Cita per intero il testo sull'aggressività che segue, parola per parola e senza alcuna modifica.

■ Estratto del documento
::::

Davide Perego | Dottore in Scienze e Tecniche Psicologiche

Lo psichiatra Storr nel 1968 nel suo saggio “Human Aggression” definisce l’aggressività come una “parola valigia” in quanto capace di contenere al suo interno molteplici significati spesso in controtendenza tra loro, basti pensare a cause, conseguenze e manifestazioni che l’oggetto di studio porta con sé.

 

Prima di affrontare l’excursus di Freud, padre della psicanalisi, in merito all’argomento è bene chiarire che non fu mai soddisfatto, vista l’ampiezza del tema, dei suoi pensieri in merito; tanto che nel 1937 due anni prima di morire scrisse a Marie Bonaparte a proposito dell’aggressività: "L'intero argomento non è stato trattato a fondo, e ciò che ebbi a dire in proposito nei miei scritti precedenti era così prematuro e casuale da meritare scarsa considerazione".

::::

■ Dati estratti
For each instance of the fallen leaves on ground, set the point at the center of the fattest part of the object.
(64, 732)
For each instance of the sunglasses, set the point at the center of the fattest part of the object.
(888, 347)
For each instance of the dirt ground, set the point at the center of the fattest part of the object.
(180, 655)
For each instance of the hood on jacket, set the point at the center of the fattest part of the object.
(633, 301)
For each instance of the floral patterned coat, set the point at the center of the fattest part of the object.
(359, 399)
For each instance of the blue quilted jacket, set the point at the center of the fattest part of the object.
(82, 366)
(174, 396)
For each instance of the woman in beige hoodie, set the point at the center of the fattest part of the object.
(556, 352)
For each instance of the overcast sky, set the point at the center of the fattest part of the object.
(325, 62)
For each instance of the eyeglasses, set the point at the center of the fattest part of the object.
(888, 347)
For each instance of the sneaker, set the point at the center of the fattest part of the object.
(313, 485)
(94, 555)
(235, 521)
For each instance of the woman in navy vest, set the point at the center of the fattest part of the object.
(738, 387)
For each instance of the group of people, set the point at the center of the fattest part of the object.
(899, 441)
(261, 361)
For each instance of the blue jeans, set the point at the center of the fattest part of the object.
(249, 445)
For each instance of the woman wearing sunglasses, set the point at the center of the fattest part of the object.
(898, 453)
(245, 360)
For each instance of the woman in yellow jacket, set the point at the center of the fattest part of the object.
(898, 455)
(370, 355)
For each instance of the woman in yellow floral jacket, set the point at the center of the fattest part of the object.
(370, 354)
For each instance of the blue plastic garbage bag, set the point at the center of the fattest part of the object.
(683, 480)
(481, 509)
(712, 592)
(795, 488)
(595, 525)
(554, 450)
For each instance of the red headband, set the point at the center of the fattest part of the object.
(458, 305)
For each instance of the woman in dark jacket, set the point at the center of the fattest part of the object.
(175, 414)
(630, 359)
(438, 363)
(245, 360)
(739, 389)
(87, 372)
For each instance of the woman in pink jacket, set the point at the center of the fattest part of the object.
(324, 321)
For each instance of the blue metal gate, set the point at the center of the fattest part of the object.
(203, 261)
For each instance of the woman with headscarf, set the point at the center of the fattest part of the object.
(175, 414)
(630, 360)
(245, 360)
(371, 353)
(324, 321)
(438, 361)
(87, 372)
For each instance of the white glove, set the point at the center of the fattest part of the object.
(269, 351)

::::

■ Risposta completa
Davide Perego | Dottore in Scienze e Tecniche Psicologiche

Lo psichiatra Storr nel 1968 nel suo saggio “Human Aggression” definisce l’aggressività come una “parola valigia” in quanto capace di contenere al suo interno molteplici significati spesso in controtendenza tra loro, basti pensare a cause, conseguenze e manifestazioni che l’oggetto di studio porta con sé.

 

Prima di affrontare l’excursus di Freud, padre della psicanalisi, in merito all’argomento è bene chiarire che non fu mai soddisfatto, vista l’ampiezza del tema, dei suoi pensieri in merito; tanto che nel 1937 due anni prima di morire scrisse a Marie Bonaparte a proposito dell’aggressività: "L'intero argomento non è stato trattato a fondo, e ciò che ebbi a dire in proposito nei miei scritti precedenti era così prematuro e casuale da meritare scarsa considerazione".